■ TRECHO DO DOCUMENTO:
:::::

SERMÃO DE PÁSCOA
O pessimismo antropológico de Kafka, com certeza, não é uma mensagem pascal. Mas serve para destacar o sentido desta mensagem. Franz Kafka conta, em sua curta “Fábula do Ratinho e do Gato”, que o mundo do ratinho se situava entre dois muros. Mas no início da vida o ratinho achava estes muros bem distantes entre si, e o seu mundo lhe parecia imenso, amplo, maravilhoso. Parecia até que nem existiam estes muros. No entanto, no decorrer de sua corrida existencial os muros iam se estreitando. E, ao final destes muros, estava a ratoeira. Quando chegou perto desta ratoeira um gato lhe gritou: retorna! E, ao retornar, o gato o devorou.
Nesta fábula de Kafka o rato é o ser humano, e o gato o mistério. No início de sua vida, na infância, na adolescência e na Juventude o ser humano percebe o mundo como se não tivesse limites. Joga-se na vida. Mas, na medida em que avança em seu existir, percebe que este mundo tem limites, possui “muros”, doenças e a velhice se fazem presentes. Biologicamente a vida do homem é uma corrida desgastante que o arrasta para frente. E ao final, o que o espera? O fracasso biológico: a morte (a ratoeira). Durante a vida ouvem-se mil vozes que previnem a todos: cuidado com a saúde, cuidado com a violência, cuidado com a velhice. É o “gato” da fábula que grita. Mas de nada adianta querer evitar a ratoeira ou este “gato” kafkiano (o mistério da vida, o destino). Ninguém escapa de um ou de outro. O destino humano kafkiano é este: por mais que corramos na vida, tudo resulta no fracasso, na morte.

:::::

[Registros de dados armazenados]
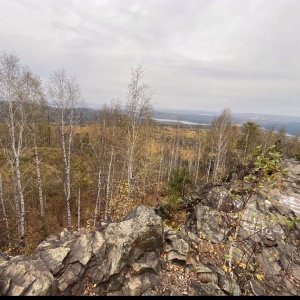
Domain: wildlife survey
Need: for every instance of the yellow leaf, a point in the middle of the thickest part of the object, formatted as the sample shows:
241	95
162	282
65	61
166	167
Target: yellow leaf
260	276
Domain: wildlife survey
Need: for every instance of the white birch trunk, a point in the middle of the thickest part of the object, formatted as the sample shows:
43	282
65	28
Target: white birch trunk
4	212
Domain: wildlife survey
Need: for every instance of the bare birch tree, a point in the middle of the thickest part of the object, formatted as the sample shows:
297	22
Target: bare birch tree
14	118
138	109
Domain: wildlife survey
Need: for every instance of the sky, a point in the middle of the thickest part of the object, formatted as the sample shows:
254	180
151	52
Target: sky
198	54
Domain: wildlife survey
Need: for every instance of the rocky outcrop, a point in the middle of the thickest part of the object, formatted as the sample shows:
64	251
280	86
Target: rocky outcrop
122	259
141	256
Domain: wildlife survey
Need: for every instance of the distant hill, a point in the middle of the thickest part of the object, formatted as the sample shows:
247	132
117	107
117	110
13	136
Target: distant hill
291	124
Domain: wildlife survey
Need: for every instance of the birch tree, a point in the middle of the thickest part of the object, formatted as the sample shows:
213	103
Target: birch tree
138	109
64	94
11	73
221	133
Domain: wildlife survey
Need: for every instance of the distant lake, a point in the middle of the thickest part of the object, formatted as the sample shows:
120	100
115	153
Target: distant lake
177	121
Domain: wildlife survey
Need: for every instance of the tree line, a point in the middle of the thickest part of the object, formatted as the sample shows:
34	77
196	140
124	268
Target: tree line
58	171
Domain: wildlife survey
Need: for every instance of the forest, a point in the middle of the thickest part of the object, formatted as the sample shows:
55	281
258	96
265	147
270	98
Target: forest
58	170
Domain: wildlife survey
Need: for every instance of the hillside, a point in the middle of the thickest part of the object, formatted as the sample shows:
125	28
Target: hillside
258	255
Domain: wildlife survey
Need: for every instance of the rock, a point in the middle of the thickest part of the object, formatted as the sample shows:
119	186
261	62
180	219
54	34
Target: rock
211	224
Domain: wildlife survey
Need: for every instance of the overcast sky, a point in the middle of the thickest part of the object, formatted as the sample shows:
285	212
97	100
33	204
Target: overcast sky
200	55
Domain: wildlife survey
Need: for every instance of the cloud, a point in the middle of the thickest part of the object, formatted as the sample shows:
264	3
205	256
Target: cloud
205	53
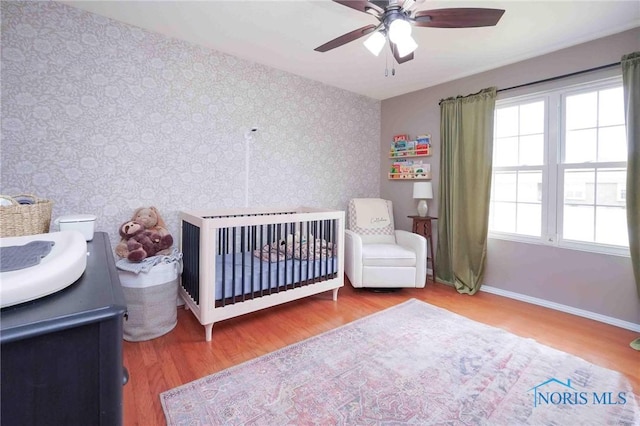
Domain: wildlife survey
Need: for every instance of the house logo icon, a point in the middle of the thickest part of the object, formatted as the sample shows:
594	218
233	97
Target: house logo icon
542	397
557	392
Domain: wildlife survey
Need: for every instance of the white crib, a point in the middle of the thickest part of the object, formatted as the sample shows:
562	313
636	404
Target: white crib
240	261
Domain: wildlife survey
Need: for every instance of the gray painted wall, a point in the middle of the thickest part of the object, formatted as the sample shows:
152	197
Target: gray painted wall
597	283
103	117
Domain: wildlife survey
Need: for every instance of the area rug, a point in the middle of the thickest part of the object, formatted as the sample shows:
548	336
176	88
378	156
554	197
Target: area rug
415	364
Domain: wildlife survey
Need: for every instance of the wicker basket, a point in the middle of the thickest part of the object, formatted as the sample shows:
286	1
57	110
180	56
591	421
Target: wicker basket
18	219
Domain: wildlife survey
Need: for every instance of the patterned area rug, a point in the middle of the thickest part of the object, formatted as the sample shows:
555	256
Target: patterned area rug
413	363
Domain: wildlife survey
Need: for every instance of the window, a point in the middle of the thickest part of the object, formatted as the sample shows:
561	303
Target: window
559	168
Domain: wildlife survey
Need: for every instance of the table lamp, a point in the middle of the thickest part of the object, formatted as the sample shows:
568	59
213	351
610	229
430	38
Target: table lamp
422	191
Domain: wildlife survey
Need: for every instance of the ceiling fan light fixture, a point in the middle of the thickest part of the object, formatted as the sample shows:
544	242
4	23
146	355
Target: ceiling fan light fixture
406	46
375	42
399	29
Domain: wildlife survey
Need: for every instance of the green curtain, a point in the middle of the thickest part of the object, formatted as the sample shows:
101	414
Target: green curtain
631	83
466	153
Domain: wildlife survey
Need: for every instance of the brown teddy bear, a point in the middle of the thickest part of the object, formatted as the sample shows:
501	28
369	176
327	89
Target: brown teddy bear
142	243
150	219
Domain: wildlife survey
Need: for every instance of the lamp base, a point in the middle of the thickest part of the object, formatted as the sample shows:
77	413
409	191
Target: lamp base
422	208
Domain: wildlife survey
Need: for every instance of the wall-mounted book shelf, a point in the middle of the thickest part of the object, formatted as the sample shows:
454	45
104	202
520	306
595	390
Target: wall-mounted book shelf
404	153
410	176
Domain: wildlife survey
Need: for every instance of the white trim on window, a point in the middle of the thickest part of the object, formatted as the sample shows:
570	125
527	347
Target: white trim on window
553	172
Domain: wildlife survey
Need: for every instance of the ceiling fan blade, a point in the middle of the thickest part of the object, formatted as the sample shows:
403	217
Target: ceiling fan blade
458	18
346	38
362	6
399	60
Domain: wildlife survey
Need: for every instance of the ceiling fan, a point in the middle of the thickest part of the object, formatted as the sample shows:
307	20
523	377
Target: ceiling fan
396	17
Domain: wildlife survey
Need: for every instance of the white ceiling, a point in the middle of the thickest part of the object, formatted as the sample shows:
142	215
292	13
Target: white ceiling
283	34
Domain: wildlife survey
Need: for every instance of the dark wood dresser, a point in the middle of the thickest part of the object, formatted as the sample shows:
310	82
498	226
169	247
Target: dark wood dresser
62	354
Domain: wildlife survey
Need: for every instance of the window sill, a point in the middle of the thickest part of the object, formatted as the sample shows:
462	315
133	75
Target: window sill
565	245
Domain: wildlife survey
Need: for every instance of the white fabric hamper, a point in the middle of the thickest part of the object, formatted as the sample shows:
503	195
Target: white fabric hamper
151	301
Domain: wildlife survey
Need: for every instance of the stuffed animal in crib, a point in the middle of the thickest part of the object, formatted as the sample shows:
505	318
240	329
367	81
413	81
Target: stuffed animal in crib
150	219
142	243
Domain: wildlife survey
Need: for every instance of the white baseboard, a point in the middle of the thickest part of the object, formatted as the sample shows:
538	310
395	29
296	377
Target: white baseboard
563	308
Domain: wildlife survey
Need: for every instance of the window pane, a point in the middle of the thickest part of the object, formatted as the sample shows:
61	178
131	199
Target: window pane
582	111
612	143
504	217
531	150
611	226
578	223
505	152
529	219
507	122
580	146
612	184
504	186
530	187
611	107
579	187
532	118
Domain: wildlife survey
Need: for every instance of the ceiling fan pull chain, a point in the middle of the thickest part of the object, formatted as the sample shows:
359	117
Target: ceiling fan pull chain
386	64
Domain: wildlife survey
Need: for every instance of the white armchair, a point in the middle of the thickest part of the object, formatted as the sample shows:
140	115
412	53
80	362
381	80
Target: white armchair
378	255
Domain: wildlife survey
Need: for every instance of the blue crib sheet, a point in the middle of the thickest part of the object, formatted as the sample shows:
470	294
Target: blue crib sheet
271	275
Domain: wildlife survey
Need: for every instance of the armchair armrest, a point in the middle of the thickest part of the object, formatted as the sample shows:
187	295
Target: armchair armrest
353	257
418	244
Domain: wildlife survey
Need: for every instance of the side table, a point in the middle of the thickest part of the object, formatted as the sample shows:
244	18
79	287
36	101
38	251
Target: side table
422	226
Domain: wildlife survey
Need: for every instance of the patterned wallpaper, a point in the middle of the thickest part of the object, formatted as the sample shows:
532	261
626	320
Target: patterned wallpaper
102	117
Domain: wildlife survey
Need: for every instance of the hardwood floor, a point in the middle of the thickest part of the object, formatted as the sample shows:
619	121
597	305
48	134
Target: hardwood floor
183	355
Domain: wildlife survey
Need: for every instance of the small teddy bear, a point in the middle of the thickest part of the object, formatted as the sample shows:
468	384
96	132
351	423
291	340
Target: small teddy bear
149	218
142	243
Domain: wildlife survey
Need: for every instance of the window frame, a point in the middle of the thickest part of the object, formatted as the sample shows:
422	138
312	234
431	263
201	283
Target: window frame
554	166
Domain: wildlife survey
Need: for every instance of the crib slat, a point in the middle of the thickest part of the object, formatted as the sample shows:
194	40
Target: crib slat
242	273
261	262
269	240
233	263
224	263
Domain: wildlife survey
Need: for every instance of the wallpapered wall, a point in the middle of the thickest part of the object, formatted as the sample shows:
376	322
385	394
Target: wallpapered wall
102	118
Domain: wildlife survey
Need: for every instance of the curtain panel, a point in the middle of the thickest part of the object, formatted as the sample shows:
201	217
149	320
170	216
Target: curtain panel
466	132
631	83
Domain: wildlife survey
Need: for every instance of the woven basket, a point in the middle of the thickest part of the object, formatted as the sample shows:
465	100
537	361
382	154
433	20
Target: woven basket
17	219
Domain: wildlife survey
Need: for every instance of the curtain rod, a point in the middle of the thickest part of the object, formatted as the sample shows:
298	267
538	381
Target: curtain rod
561	76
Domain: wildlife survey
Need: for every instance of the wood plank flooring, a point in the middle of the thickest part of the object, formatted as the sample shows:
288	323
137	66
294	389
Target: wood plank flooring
183	355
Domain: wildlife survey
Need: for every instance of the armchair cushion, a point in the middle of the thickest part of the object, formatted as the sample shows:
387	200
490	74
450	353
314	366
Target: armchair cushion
372	219
387	255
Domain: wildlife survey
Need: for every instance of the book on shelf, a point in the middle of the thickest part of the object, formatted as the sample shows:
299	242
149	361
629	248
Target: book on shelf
403	147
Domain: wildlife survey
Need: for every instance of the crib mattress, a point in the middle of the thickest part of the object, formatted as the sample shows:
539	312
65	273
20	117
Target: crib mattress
247	274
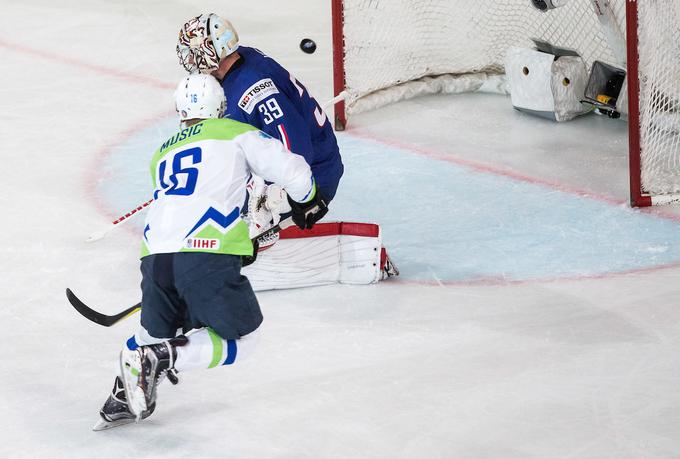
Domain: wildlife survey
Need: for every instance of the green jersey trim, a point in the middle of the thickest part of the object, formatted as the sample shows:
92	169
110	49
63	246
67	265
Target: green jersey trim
210	129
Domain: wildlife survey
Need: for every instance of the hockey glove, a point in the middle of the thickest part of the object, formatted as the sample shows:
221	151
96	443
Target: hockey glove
304	215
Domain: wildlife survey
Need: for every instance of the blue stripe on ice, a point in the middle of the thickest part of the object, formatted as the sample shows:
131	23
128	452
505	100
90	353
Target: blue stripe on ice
444	221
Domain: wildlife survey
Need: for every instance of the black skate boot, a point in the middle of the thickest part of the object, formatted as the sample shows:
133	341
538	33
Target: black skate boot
387	267
115	411
143	369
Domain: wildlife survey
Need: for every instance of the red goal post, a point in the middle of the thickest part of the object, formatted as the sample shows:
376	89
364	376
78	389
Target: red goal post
389	50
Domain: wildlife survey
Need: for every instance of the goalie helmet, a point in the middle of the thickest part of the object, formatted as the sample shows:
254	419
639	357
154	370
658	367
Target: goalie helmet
199	96
204	41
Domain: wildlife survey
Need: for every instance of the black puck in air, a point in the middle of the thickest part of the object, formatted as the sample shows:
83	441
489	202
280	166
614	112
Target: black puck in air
308	46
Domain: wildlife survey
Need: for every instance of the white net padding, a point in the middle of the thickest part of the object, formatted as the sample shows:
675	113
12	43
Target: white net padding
391	42
396	49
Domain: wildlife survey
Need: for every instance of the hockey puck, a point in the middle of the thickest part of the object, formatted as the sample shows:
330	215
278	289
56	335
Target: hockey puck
307	46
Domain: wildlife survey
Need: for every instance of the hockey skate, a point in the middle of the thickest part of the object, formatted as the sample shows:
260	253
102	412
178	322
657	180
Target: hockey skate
142	370
387	267
115	411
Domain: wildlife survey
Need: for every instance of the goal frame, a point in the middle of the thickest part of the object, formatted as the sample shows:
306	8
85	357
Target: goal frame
637	197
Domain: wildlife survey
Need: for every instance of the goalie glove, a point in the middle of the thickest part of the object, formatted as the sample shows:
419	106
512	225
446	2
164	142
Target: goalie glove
306	214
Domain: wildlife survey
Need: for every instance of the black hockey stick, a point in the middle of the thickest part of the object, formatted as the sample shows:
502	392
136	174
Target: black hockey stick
107	321
98	317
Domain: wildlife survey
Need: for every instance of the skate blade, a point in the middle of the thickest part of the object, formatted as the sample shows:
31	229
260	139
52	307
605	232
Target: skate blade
103	424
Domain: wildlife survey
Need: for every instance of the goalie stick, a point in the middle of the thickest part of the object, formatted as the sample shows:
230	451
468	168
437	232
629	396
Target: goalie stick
107	321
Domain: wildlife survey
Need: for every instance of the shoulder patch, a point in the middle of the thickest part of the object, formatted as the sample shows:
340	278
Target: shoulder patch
257	92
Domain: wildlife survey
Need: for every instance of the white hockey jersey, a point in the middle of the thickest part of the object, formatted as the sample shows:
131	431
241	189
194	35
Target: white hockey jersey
200	177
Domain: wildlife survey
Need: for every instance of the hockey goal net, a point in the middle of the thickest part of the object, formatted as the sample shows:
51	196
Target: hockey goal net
389	50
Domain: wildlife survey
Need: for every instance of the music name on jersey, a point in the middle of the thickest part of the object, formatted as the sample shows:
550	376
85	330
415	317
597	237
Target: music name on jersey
182	135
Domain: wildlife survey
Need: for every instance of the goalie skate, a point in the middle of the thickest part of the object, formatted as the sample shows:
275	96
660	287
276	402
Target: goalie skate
387	267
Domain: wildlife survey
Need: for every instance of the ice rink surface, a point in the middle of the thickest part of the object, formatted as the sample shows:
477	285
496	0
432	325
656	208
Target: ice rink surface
537	314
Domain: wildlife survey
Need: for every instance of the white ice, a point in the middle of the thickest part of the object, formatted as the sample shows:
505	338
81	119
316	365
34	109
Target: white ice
537	315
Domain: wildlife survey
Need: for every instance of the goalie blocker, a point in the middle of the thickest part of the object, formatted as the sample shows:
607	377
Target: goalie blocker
329	253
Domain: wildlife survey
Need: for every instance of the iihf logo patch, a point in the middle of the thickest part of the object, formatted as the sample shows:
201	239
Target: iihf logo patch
203	244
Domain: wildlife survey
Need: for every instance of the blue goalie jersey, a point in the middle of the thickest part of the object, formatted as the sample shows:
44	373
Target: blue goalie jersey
262	93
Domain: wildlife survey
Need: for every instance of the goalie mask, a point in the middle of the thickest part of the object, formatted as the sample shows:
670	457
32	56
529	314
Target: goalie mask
204	41
199	96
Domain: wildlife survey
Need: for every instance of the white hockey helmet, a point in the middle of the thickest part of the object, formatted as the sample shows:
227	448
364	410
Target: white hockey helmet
199	96
204	41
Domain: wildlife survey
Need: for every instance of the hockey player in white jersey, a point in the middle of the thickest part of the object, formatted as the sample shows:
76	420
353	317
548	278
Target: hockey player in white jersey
192	246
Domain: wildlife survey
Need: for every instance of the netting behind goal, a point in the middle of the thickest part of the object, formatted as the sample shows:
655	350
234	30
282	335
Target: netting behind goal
658	35
390	42
388	50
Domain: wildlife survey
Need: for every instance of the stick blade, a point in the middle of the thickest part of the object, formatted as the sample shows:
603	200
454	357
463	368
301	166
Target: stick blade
98	317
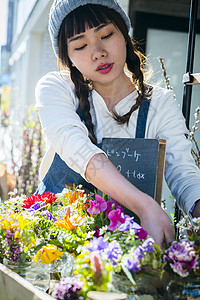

:::::

■ REQUISITOS DO EXERCÍCIO: Prossiga, por favor, com o sermão de Páscoa sobre a fábula de Kafka a partir da última frase mostrada.

■ RESULTADO DO EXERCÍCIO:
A mensagem da Páscoa é um contraponto ao pessimismo kafkiano. A Páscoa lembra ao homem o valor da vida, a libertação de escravidões, fala das possibilidades e esperanças de restauração da vida por mais humilhada que tenha sido. A vida humana não se reduz simplesmente ao biológico. Os espinhos, as torturas, os escarros, os abusos de poder, as injustiças não estreitam inexoravelmente o mundo dos homens. A Páscoa aponta para a vida humana restaurada pela esperança, pela dedicação, pela solidariedade, pela compaixão, que brotam do mais íntimo do ser humano. E isto faz com que ao final estreito dos muros da vida não esteja a ratoeira do destino, mas se abra nova porta para uma vida mais plena, que se espera para além desta nossa vida biológica. Uma vida espiritual plena de valores, norteadores para a construção de uma vida digna e mais plena já nesta terra.
Inácio Strieder é professor de filosofia- Recife-PE.